▸ Given problem:
Reproduce the lines below character for character, starting with the line that contains "outline: monk's eyebrow" and ending with, and including, the line that contains "[[[182,25],[187,0],[169,0],[159,46],[175,50]]]".

▸ Stored rows:
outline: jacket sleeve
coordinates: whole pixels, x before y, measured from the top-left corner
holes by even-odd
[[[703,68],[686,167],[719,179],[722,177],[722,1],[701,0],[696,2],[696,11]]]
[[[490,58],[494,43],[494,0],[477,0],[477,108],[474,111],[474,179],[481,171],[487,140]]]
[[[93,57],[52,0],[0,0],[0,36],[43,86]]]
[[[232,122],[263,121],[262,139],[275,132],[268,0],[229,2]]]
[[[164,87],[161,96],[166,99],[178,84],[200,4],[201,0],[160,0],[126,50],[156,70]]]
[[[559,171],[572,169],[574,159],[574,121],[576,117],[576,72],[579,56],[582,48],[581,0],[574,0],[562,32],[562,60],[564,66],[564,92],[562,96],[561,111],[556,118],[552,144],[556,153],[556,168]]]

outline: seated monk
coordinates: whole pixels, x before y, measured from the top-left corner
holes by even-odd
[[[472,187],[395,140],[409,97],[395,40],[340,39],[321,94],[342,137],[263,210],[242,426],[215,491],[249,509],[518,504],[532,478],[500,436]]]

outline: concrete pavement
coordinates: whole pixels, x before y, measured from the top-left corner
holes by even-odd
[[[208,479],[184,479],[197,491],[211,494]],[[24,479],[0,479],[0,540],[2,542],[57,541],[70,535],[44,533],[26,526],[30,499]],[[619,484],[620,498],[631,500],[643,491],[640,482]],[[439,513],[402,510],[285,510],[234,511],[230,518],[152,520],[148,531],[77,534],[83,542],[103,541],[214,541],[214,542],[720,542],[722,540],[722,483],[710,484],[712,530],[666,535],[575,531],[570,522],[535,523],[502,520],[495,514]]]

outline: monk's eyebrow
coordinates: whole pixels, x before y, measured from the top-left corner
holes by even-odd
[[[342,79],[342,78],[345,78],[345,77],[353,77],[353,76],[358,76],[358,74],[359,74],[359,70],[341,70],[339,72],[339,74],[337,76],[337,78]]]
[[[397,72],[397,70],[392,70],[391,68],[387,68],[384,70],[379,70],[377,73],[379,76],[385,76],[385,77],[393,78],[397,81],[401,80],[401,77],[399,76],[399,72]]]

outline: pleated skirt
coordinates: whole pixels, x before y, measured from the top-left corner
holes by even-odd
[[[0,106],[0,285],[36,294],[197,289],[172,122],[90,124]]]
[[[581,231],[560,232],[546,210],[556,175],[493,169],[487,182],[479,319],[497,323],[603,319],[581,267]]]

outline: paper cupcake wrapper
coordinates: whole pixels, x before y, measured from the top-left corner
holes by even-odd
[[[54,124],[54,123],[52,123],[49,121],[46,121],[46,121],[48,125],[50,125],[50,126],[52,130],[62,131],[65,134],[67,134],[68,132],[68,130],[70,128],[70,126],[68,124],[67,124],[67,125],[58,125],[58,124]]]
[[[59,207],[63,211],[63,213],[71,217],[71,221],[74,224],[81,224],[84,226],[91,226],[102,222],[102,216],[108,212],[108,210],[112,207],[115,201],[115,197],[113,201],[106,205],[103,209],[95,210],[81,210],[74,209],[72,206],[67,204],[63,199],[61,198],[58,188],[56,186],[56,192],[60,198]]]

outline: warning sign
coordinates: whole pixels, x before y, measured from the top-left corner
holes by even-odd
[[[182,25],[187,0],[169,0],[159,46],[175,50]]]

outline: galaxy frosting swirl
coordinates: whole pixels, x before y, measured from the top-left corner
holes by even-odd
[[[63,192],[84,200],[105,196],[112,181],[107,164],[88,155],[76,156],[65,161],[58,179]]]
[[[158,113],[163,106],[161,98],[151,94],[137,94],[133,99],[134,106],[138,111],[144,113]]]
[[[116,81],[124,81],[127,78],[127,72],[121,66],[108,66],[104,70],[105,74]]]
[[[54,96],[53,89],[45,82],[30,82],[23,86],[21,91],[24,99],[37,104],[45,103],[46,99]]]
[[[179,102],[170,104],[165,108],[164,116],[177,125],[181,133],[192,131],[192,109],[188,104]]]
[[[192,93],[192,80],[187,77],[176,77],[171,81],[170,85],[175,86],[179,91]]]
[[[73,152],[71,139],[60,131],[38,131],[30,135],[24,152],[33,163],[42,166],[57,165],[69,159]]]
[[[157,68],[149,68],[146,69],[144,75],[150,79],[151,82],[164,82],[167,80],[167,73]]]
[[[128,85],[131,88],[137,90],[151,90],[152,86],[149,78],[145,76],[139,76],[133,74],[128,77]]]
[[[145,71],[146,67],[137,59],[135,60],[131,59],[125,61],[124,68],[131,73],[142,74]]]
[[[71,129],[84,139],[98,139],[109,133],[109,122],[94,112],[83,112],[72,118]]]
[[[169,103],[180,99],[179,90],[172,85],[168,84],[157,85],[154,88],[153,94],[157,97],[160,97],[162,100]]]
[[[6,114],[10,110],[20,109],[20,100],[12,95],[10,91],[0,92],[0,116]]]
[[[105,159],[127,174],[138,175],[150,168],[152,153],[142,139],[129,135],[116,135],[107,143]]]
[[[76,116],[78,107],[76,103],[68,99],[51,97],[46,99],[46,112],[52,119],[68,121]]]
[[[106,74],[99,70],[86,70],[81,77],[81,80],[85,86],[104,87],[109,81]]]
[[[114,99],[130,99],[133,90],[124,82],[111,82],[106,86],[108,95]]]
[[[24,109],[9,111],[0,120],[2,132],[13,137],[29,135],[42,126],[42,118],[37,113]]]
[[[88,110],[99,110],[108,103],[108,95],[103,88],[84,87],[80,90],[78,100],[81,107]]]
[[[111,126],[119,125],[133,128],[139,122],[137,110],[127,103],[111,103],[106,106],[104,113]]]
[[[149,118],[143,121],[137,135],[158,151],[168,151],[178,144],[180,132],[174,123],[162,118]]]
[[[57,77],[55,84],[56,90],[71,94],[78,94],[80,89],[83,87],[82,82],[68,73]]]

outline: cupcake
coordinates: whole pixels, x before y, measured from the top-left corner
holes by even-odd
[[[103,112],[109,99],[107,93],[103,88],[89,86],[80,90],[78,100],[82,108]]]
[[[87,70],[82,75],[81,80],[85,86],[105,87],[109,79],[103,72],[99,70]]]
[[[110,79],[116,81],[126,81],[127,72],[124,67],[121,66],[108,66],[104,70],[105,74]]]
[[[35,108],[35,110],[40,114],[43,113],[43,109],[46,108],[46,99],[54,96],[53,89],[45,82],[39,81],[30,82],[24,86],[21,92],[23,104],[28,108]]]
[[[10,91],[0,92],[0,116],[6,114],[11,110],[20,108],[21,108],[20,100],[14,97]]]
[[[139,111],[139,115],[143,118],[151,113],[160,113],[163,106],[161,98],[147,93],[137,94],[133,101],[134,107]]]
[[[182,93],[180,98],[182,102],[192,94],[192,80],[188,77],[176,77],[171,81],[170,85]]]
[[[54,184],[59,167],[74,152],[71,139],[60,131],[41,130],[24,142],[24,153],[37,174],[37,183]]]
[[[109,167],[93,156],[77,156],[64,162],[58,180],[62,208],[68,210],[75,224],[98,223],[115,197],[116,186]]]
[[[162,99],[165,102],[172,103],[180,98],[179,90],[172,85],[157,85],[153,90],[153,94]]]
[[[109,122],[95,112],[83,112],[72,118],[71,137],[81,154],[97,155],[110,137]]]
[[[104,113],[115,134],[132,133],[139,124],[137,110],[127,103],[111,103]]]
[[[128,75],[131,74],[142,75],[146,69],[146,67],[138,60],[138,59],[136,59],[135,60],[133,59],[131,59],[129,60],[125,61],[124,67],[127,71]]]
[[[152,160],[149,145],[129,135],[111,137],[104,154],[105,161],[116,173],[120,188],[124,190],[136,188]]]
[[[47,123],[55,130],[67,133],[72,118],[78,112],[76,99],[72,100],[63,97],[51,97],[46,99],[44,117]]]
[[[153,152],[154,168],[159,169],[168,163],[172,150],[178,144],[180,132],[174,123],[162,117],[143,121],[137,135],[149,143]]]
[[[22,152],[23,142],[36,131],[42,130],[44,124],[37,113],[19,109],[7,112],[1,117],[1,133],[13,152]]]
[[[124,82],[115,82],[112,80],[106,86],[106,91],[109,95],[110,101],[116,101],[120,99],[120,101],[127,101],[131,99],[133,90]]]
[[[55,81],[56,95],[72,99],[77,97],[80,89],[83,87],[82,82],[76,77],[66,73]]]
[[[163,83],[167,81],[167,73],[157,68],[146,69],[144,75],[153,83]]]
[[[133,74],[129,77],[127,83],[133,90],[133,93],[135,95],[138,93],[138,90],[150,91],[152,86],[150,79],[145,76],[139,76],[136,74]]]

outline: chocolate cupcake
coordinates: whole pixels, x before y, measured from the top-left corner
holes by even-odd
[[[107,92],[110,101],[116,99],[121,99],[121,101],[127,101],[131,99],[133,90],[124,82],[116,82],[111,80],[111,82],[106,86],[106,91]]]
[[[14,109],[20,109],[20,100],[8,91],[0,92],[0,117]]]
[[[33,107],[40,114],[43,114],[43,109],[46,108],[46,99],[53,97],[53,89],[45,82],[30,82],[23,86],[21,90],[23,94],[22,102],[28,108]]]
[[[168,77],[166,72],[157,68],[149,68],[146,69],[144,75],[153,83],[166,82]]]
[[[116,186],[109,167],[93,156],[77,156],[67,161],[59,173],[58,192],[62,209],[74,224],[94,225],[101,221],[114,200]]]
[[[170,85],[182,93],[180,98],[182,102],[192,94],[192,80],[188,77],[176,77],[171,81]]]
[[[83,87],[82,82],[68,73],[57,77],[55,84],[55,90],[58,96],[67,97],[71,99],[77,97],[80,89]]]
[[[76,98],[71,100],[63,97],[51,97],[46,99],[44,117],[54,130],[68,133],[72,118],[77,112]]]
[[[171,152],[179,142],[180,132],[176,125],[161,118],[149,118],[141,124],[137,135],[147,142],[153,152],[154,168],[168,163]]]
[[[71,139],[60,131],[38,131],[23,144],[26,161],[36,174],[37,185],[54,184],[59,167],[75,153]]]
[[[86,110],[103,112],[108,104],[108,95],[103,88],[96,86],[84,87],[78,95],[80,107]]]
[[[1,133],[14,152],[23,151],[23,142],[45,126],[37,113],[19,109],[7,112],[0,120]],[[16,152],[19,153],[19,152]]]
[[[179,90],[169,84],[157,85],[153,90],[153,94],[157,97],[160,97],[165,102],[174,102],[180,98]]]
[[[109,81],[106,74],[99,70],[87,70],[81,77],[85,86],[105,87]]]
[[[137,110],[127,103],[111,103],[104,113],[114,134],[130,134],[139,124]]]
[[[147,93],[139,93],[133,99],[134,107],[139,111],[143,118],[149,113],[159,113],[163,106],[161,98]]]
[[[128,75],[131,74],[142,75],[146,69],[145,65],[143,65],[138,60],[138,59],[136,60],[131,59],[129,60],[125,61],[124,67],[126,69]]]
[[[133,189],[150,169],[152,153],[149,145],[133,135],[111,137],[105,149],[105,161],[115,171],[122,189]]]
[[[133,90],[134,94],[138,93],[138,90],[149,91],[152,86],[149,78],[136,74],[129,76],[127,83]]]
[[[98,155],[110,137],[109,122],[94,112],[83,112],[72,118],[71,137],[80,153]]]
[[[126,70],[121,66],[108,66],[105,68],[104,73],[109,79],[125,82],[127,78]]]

▸ Response:
outline: monk's eyebrow
coordinates: whole pixels, x before y, measured from the top-left corner
holes by even-odd
[[[342,79],[342,78],[345,78],[345,77],[353,77],[353,76],[358,76],[358,74],[359,74],[359,70],[341,70],[339,72],[339,74],[337,76],[337,78]]]
[[[397,72],[397,70],[392,70],[391,68],[387,68],[384,70],[379,70],[377,73],[379,76],[385,76],[385,77],[393,78],[397,81],[401,80],[401,77],[399,76],[399,72]]]

outline: pleated skirt
coordinates: whole pixels, x before y, measured from the top-left corner
holes by even-odd
[[[0,106],[0,285],[36,294],[197,289],[172,122],[90,124]]]
[[[581,231],[560,232],[546,210],[556,175],[493,169],[487,182],[479,319],[497,323],[603,319],[581,267]]]

outline: paper cupcake wrapper
coordinates: whole pixels, x before y, measured from the top-left corner
holes by even-odd
[[[54,124],[54,123],[52,123],[49,121],[46,121],[46,121],[48,125],[50,125],[50,126],[52,130],[62,131],[65,134],[67,134],[68,132],[68,130],[70,128],[70,126],[68,124],[67,124],[67,125],[58,125],[58,124]]]
[[[59,207],[63,211],[63,213],[71,217],[71,221],[74,224],[81,224],[84,226],[91,226],[102,222],[102,216],[108,212],[108,210],[112,207],[115,201],[115,197],[113,201],[106,205],[103,209],[95,210],[81,210],[74,209],[72,206],[67,204],[63,199],[61,198],[58,188],[56,186],[56,192],[60,198]]]

outline: warning sign
coordinates: whole pixels, x before y, measured from the top-left corner
holes by even-odd
[[[182,25],[187,0],[169,0],[159,46],[175,50]]]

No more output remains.